═════ Text block ═════

Hello all,
I've a basic prometheus baremetal setup and it seems the recommend way to setup HA is with a pair of prometheus servers scraping the same targets. I've few questions on this:
a) With a HA pair, the prometheus data will be local to both the prometheus instances. Is it a good idea to have these 2 prometheus instances write to some sort of a network mounted filesystem like NFS / GlusterFS filesystem,so that the data is identical for both the prometheus instances ? Has anyone tried this ?
b) AFAIK, with both the ha pairs scraping the same targets, how do i build a global view of these local prometheus instances? Is federation the only way with another Prometheus instance scraping the ha pair ?
c) When the 2 ha pair scrape the same targets, are the metric values identical or slightly different, due to time offsets between the scrapes ? What happens if my scrape interval for prometheus A is 15sec and Prometheus B is 16 sec, then do i still need to dedup, since the values will be different ? What's the right strategy to dedup the metrics ?
If you use Grafana, you then use the Thanos Query HTTP API endpoint as your Prometheus datasource URL.
I have been using this kind of setup in Production and have been very happy with it. See https://thanos.io/
Other choices are Cortex and VictoriaMetrics (advertised to have easier setup and better performance than Cortex and Thanos).
a) With a HA pair, the prometheus data will be local to both the prometheus instances. Is it a good idea to have these 2 prometheus instances write to some sort of a network mounted filesystem like NFS / GlusterFS filesystem,so that the data is identical for both the prometheus instances ? Has anyone tried this ?
b) AFAIK, with both the ha pairs scraping the same targets, how do i build a global view of these local prometheus instances? Is federation the only way with another Prometheus instance scraping the ha pair ?
c) When the 2 ha pair scrape the same targets, are the metric values identical or slightly different, due to time offsets between the scrapes ? What happens if my scrape interval for prometheus A is 15sec and Prometheus B is 16 sec, then do i still need to dedup, since the values will be different ? What's the right strategy to dedup the metrics ?

═════

The tasks ->
[A] Name every system that the replies in the Prometheus HA thread offer as a choice for the setup.
[B] Extend the Prometheus HA thread past its last sentence.
The entries have no role here.

═════ Data ═════

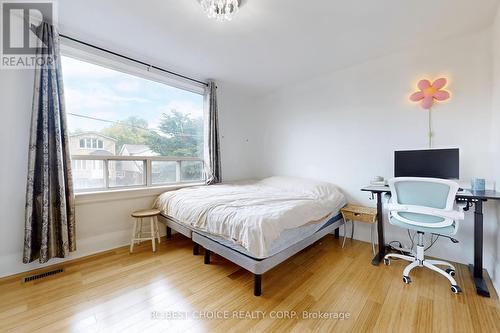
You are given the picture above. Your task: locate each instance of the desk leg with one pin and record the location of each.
(380, 231)
(477, 268)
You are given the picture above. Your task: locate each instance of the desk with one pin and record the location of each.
(471, 198)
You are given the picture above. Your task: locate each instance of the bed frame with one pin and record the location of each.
(255, 266)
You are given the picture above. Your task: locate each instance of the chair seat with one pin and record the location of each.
(450, 230)
(146, 213)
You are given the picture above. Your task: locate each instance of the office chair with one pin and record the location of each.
(426, 206)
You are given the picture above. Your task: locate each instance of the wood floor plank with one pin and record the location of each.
(122, 292)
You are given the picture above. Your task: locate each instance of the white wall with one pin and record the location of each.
(496, 133)
(101, 225)
(343, 127)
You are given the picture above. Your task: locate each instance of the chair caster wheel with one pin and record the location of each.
(456, 289)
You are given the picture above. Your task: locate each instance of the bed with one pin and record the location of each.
(256, 224)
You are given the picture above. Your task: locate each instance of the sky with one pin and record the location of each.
(98, 92)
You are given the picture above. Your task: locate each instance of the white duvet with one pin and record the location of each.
(253, 213)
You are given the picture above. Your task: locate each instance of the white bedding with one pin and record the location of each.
(253, 213)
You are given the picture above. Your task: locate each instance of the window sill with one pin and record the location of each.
(83, 198)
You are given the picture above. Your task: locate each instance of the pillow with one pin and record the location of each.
(320, 190)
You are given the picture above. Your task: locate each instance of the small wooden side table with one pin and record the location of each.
(362, 214)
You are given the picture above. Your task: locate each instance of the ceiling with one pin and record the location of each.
(270, 42)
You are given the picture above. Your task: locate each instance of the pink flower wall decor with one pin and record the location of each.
(430, 92)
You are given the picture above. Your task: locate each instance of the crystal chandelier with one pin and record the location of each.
(222, 10)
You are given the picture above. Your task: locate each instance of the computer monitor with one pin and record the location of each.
(432, 163)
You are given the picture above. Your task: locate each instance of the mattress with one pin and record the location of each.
(287, 238)
(254, 214)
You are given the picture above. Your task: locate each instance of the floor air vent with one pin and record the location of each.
(42, 275)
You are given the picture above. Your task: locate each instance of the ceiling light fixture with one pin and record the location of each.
(221, 10)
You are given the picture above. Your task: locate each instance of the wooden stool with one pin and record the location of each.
(137, 229)
(359, 213)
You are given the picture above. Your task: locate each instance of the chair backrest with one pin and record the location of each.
(423, 201)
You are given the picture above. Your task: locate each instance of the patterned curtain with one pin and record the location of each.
(50, 219)
(212, 145)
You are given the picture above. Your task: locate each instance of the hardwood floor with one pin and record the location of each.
(121, 292)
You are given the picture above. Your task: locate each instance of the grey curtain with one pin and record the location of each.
(212, 145)
(50, 219)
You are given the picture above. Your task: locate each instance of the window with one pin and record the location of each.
(130, 130)
(90, 143)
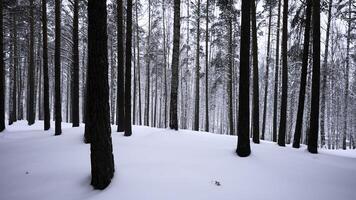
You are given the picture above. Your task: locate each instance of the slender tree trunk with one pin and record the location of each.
(75, 67)
(314, 114)
(346, 94)
(57, 64)
(31, 71)
(283, 111)
(275, 96)
(120, 98)
(128, 126)
(267, 73)
(148, 79)
(243, 141)
(98, 110)
(207, 68)
(138, 67)
(303, 78)
(255, 107)
(173, 119)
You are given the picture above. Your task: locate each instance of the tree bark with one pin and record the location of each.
(98, 110)
(243, 140)
(173, 119)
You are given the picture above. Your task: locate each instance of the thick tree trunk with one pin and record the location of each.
(98, 110)
(303, 78)
(31, 71)
(283, 111)
(173, 119)
(314, 114)
(120, 98)
(243, 140)
(128, 126)
(267, 73)
(275, 96)
(255, 105)
(75, 67)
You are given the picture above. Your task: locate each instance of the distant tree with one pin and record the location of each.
(31, 71)
(2, 72)
(120, 109)
(303, 77)
(98, 110)
(173, 119)
(75, 66)
(243, 139)
(57, 66)
(47, 114)
(275, 96)
(283, 111)
(255, 99)
(128, 126)
(314, 114)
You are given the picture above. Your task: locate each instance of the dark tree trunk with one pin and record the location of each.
(255, 107)
(303, 78)
(98, 110)
(2, 72)
(120, 98)
(173, 119)
(325, 77)
(138, 67)
(267, 73)
(197, 73)
(31, 71)
(275, 96)
(283, 111)
(128, 126)
(75, 67)
(207, 68)
(314, 114)
(57, 65)
(243, 140)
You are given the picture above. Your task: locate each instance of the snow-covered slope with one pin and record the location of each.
(159, 164)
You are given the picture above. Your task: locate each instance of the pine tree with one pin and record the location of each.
(314, 114)
(57, 65)
(173, 119)
(128, 126)
(98, 110)
(283, 111)
(75, 67)
(243, 140)
(120, 109)
(303, 78)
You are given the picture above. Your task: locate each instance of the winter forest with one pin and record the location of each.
(271, 79)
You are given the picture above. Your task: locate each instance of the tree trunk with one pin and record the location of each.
(173, 119)
(98, 110)
(283, 111)
(31, 71)
(314, 114)
(243, 140)
(303, 78)
(75, 67)
(207, 68)
(255, 107)
(267, 73)
(120, 98)
(275, 96)
(128, 126)
(57, 64)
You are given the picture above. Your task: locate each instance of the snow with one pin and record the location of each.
(161, 164)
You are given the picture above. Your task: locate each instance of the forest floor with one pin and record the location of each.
(161, 164)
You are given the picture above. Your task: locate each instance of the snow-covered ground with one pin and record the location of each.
(159, 164)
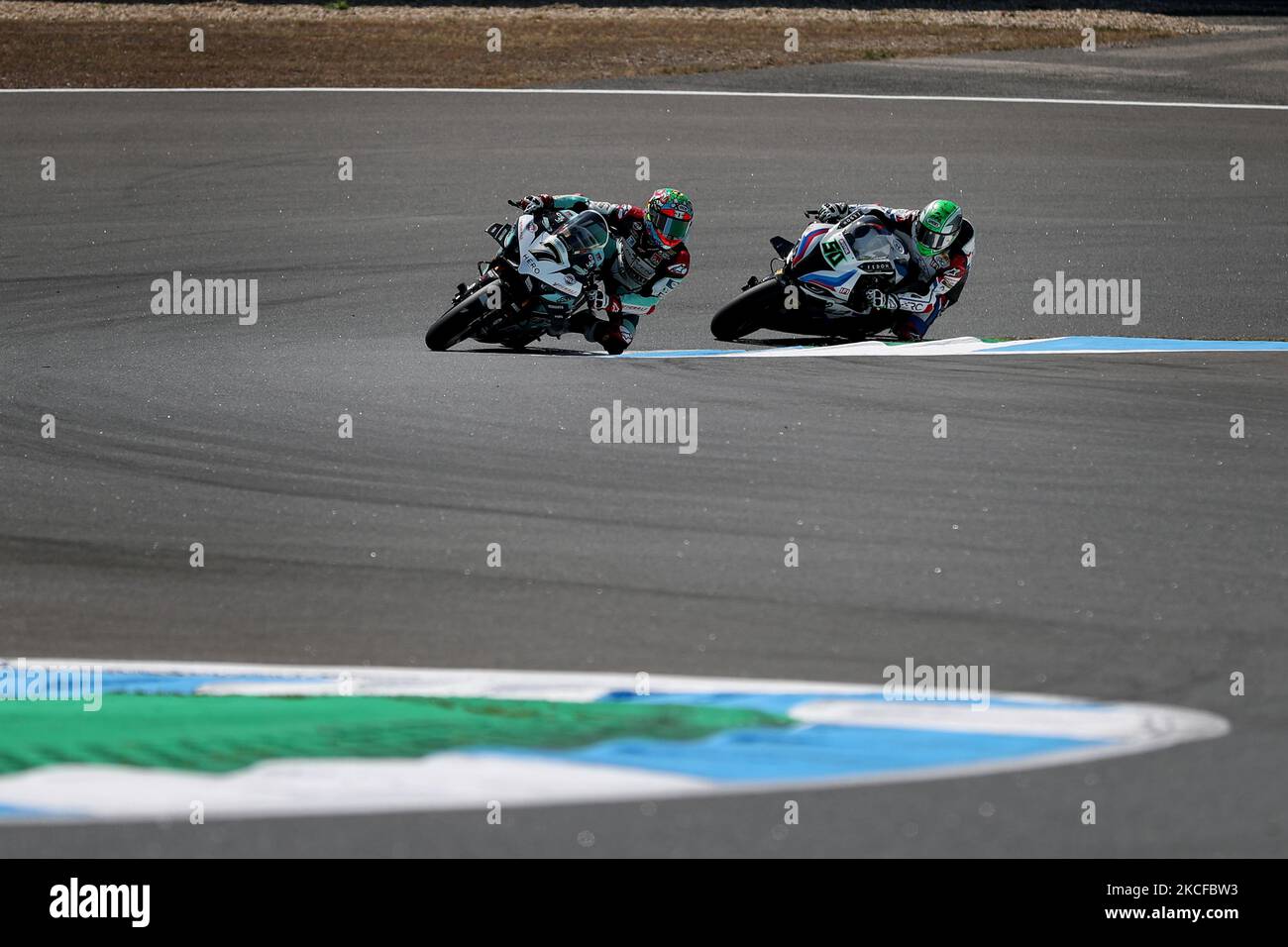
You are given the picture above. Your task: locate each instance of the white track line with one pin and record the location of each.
(699, 93)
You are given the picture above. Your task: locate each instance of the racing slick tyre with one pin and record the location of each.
(458, 324)
(746, 312)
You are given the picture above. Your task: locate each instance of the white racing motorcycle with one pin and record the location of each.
(819, 286)
(542, 274)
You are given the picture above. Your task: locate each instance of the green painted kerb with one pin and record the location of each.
(226, 733)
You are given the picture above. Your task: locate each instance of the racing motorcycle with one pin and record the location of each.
(819, 285)
(541, 275)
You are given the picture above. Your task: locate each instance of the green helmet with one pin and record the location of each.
(936, 226)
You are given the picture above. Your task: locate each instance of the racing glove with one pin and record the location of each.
(831, 213)
(535, 202)
(881, 300)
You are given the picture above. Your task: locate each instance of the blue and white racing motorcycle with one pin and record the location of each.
(819, 286)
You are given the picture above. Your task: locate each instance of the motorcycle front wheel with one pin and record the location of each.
(458, 324)
(748, 311)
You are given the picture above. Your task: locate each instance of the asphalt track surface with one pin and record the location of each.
(179, 429)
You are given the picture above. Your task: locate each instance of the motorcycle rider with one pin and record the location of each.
(940, 241)
(647, 260)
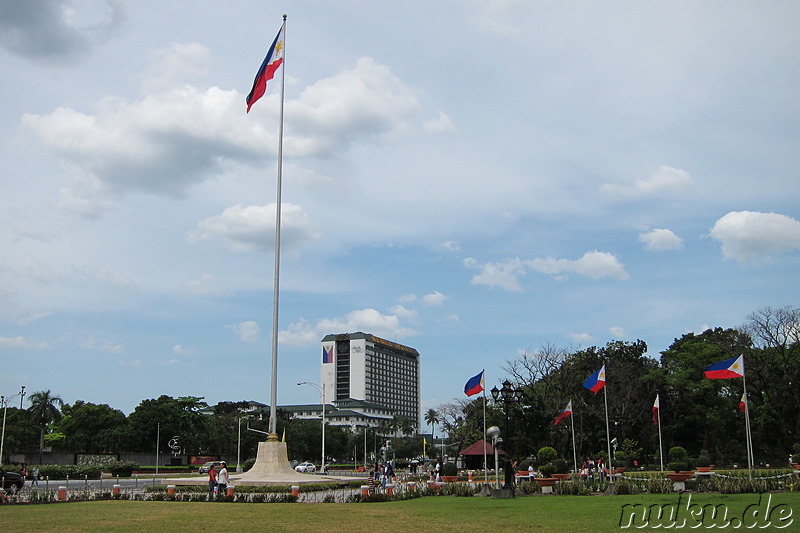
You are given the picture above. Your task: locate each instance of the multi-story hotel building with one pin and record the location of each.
(361, 366)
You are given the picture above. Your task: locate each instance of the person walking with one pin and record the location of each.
(222, 479)
(212, 481)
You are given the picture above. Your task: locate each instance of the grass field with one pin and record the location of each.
(551, 513)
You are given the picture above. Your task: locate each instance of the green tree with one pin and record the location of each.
(92, 428)
(698, 413)
(171, 417)
(44, 411)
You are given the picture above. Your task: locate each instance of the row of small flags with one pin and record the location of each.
(729, 368)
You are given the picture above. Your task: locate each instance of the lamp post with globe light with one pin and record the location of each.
(322, 392)
(509, 396)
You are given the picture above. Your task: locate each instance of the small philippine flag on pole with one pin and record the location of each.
(729, 368)
(596, 381)
(474, 385)
(656, 407)
(564, 414)
(266, 72)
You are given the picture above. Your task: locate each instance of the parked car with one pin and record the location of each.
(206, 467)
(306, 467)
(11, 480)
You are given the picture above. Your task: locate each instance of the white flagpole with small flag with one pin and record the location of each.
(574, 451)
(734, 368)
(475, 385)
(657, 420)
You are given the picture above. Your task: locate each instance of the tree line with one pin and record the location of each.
(198, 429)
(698, 414)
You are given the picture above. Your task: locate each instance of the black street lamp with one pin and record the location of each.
(508, 396)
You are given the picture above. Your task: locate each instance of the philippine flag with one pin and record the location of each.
(729, 368)
(564, 414)
(474, 385)
(656, 407)
(266, 72)
(597, 380)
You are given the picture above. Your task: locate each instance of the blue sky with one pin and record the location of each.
(472, 179)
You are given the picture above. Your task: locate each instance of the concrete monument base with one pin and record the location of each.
(271, 468)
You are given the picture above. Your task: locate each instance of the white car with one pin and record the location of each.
(306, 467)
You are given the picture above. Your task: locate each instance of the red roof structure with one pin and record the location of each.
(473, 455)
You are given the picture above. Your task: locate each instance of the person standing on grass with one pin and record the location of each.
(222, 479)
(212, 480)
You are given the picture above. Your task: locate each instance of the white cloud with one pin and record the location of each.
(593, 265)
(23, 343)
(435, 298)
(747, 236)
(173, 66)
(504, 274)
(103, 345)
(440, 124)
(246, 331)
(252, 227)
(581, 338)
(665, 179)
(660, 240)
(180, 350)
(303, 333)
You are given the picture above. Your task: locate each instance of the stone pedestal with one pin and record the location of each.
(502, 493)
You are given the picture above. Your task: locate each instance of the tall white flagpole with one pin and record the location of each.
(485, 459)
(747, 426)
(273, 400)
(658, 421)
(608, 437)
(574, 452)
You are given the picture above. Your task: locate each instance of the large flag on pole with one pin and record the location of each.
(656, 407)
(564, 414)
(474, 385)
(596, 381)
(729, 368)
(267, 70)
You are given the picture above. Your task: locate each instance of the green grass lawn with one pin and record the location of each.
(551, 513)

═════

Answers given ->
[A] Thanos, Cortex, VictoriaMetrics

[B]
As has been discussed elsewhere, two Prometheus instances cannot share the same data store. I'd also add that using NFS introduces extra, unnecessary failure modes.
If the two instances are both scraping the same targets you don't need a global view. I just point my Grafana instance at the load balancer sitting in front of my parallel Prometheus instances; I've never noticed any display glitches caused by the load balancer switching between instances. The reality is that while their datasets may not be identical, they'll be "close enough".
You would only need deduplication at all if you were sending the data on to another system (Prometheus federation, Thanos, Victoriametrics, etc.). I'm currently experimenting with sending data from all of my instances (DEV, paired TEST, paired PROD) to a single Victoriametrics server. I haven't yet played with de-duplication though.
I believe the downside or a corner case with the prometheus instances behind LB is, if one of the instances goes down, then you may have gaps in your graphs and you can't backfill (not supported by prom) the data once that instance comes back up.
Out of curiosity, i'd like to know why have you decided to go with VM over Thanos ? Would really to your PoV and experiences with VM ?